** Begin DATA FOR THIS EXERCISE **

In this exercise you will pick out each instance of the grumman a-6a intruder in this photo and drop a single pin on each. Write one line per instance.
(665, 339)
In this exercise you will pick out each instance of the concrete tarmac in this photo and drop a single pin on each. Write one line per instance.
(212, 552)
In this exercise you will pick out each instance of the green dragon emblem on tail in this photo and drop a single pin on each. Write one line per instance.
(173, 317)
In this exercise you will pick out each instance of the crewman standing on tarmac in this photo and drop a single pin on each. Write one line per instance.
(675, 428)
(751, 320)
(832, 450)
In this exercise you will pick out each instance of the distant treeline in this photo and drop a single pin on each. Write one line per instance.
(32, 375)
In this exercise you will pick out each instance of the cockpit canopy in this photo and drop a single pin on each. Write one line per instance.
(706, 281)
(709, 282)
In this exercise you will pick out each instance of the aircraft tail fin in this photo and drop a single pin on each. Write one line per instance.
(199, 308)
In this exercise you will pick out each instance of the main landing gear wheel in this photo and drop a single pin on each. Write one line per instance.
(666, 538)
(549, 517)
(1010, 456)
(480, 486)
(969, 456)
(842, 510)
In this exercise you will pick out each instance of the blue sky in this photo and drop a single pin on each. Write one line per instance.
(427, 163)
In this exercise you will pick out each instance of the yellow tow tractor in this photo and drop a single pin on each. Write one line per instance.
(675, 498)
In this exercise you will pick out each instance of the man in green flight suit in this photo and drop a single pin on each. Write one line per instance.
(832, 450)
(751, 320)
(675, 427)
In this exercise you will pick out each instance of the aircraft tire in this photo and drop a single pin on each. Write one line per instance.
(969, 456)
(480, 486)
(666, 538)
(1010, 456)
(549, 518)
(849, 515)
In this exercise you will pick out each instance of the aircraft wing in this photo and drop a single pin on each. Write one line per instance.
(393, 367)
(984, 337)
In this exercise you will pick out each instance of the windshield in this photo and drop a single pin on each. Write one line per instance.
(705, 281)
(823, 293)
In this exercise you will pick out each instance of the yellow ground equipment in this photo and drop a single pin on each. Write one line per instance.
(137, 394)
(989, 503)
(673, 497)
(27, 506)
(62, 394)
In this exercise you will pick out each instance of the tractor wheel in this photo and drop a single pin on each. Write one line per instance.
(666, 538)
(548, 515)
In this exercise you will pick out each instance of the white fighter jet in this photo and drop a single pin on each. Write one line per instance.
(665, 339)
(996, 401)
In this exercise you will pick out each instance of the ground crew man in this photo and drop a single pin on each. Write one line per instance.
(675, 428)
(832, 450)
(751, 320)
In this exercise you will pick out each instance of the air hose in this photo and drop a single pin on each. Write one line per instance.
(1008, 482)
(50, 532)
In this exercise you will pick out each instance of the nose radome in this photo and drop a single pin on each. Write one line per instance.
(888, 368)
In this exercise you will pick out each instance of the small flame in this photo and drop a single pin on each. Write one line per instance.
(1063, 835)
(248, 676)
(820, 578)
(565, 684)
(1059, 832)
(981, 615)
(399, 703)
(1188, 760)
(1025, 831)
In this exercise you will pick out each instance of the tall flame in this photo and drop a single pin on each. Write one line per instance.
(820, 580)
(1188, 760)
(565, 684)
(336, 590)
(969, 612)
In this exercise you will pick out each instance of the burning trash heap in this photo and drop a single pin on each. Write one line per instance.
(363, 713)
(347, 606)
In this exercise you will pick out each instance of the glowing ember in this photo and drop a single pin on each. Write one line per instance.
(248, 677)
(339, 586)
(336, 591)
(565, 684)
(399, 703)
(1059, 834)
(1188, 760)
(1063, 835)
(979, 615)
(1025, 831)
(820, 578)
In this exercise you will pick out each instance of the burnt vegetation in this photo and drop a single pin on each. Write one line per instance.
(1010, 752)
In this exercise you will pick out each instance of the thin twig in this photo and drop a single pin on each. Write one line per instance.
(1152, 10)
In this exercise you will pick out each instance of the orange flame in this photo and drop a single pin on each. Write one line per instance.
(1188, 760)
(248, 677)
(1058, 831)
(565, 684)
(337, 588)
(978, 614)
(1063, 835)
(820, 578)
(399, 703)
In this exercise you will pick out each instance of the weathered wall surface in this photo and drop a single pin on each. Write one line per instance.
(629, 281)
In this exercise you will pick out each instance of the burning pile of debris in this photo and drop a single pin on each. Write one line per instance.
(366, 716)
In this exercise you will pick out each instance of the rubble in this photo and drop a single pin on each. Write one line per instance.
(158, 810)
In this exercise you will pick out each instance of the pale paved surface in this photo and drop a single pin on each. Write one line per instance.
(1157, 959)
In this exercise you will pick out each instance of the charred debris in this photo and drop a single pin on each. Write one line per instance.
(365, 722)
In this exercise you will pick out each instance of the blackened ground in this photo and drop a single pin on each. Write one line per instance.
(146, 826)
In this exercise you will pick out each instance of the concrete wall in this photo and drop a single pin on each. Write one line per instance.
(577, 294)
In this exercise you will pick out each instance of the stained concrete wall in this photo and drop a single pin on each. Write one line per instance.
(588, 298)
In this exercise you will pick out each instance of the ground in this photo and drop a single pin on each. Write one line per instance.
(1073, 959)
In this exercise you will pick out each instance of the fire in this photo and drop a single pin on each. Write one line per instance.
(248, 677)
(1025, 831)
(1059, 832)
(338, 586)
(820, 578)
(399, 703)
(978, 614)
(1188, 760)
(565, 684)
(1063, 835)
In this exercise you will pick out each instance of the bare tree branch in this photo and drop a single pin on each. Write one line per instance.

** End DATA FOR THIS EXERCISE **

**SHORT EXERCISE:**
Quote every item above word for word, keeping them in the same order.

**REPLY:**
In this exercise you will pick out each instance of the grumman a-6a intruder in this photo and drop a single pin on each. Write one line per instance.
(665, 339)
In this exercise you will pick out each instance of the concrete tarmac in this photo and drop a single pin on each. Write one line per instance.
(212, 552)
In this exercise you will pick out each instance of the green dragon emblem on tail in this photo and drop a single pin on each. Write one line per instance.
(173, 317)
In this exercise you will pick out each instance of the crewman standing on tarmac in this photo and drop a single pin on each. Write one line per instance.
(675, 428)
(751, 320)
(832, 450)
In this exercise you will pick out each instance of the distant treeline in this photo and drop a single pin on each. Write one line per instance.
(32, 375)
In this exercise you will pick out each instance of the cockpit canopy in this photo and drop a single pin on each. Write one line per instance.
(706, 281)
(709, 282)
In this exercise you will pick out each instance of the aircraft tail fin in this photo and drop a single pin on each. Write one line per instance.
(199, 308)
In this exercise you will pick out each instance of the main landing gear wheel in this photo and drop a single pin on each. Write one line per instance.
(666, 538)
(549, 517)
(1010, 456)
(480, 486)
(969, 456)
(842, 510)
In this exercise you will pick out each instance of the blue sky in this photo and drop a single pin on each. Write one line per instance.
(427, 163)
In this exercise you will pick out each instance of the yellow tow tractor in this photo and drop a single pin on each. Write one line per instance.
(675, 498)
In this exercise you will pick out each instance of the man in green flight suit in this photo and drop a single pin on each. Write one line per instance.
(832, 450)
(751, 320)
(675, 427)
In this exercise you will pick out each instance of the aircraft tire in this photo and drop a single pin on each. Write one line per instance.
(969, 456)
(480, 486)
(666, 538)
(1010, 456)
(549, 518)
(849, 515)
In this exercise you will pick out each instance of the aircraft wing in this photo and drop a single pin on each. Write one line per instance.
(393, 367)
(984, 337)
In this exercise you will pick out each instance of the windshield in this photo and drop a single pin on each. Write one line per instance.
(705, 281)
(823, 293)
In this exercise you will pick out each instance of the yellow ground equipment in this photo and drop a single pin on each. Write one line per instance.
(137, 394)
(989, 503)
(673, 497)
(27, 506)
(62, 394)
In this exercise you will pick out each instance of the tractor wheel in this photo and drop a single pin on each. Write one line per instance.
(666, 538)
(548, 515)
In this exercise you will pick out each instance of the white fighter jet in this photo and drop a single pin on each. Write one line per instance.
(665, 339)
(996, 401)
In this exercise you will pick out each instance of the ground crew man in this photo and drop a single pin on each. Write one line per instance.
(675, 428)
(832, 450)
(751, 320)
In this exercise you will pick out each instance of the air hose in this photo and drop a single pin on each. Write one line per instance.
(1008, 482)
(50, 532)
In this exercise you will pick out each instance of the nose radome in this photo and drop a single pin on each. Write one line per instance.
(888, 368)
In this exercise you will pick out each instance of the small flame in this photo and drop a single pin on each. Write one line per instance.
(1063, 835)
(248, 676)
(820, 578)
(565, 684)
(1059, 832)
(981, 615)
(399, 703)
(1188, 760)
(1025, 831)
In this exercise you will pick out each instance of the tall flame in this photo and drop a single pin on each. Write one line per instance.
(820, 580)
(1188, 760)
(565, 684)
(336, 590)
(969, 612)
In this exercise you will pick out each instance of the burning trash heap in this photo and drop a single pin on each. Write one line per instance.
(363, 713)
(347, 606)
In this exercise you will pick out each instance of the glowing ember in this photo and drop a single pin on each. Write one line per instance.
(248, 677)
(339, 586)
(336, 591)
(565, 684)
(399, 703)
(1059, 834)
(1188, 760)
(1063, 835)
(979, 615)
(1025, 831)
(820, 578)
In this exercise you will pick out each instance of the burnt vegetation in this photo and drop a single pin on each. Write one line per instance.
(1010, 752)
In this exercise you will pick out each instance of the thin twig in this photo and drop a single pin on each. Write one line per instance.
(1152, 10)
In this exercise you will pick out each instance of the orange flame in this photo and drop a single pin on each. Write one line per instance.
(1188, 760)
(248, 677)
(1058, 831)
(565, 684)
(337, 588)
(978, 614)
(1063, 835)
(820, 578)
(399, 703)
In this exercise you will pick out each instance of the weathered wall surface in this photo and drop a single pin on each. Write one line per instance.
(629, 281)
In this exercise you will pick out each instance of the burning pile of debris in this photo and drop a single pin on each. Write one line per instance.
(366, 716)
In this exercise you will pick out each instance of the rubble in this photo and drop a single pin on each. Write one line per instance.
(158, 810)
In this exercise you will pick out each instance of the pale paved surface in this photo and drop a single pin on each. Write one line per instance.
(1157, 959)
In this exercise you will pick out each instance of the charred debris in this photo and drop a single pin on each. Write one line per instance.
(365, 722)
In this exercise you will pick out each instance of the blackened ground in this photo and drop a single pin on each. Write one line per instance.
(146, 826)
In this exercise you will pick out each instance of the concrete wall in this photo and drop a single pin on each. Write one line per instance.
(577, 294)
In this exercise you will pick out each instance of the stained concrete wall in this photo and drop a single pin on each. Write one line per instance.
(588, 298)
In this exercise you will pick out each instance of the ground in this photo and drop a single pin on each. Write one line per instance.
(1073, 959)
In this exercise you will pick out each instance of the fire in this photo and drop a single pin on each. Write one line per instance.
(248, 677)
(1025, 831)
(1059, 832)
(338, 586)
(820, 578)
(399, 703)
(978, 614)
(1188, 760)
(565, 684)
(1063, 835)
In this exercise you will pick out each instance of the bare tree branch in this photo and drop a single pin on each. Write one line per instance.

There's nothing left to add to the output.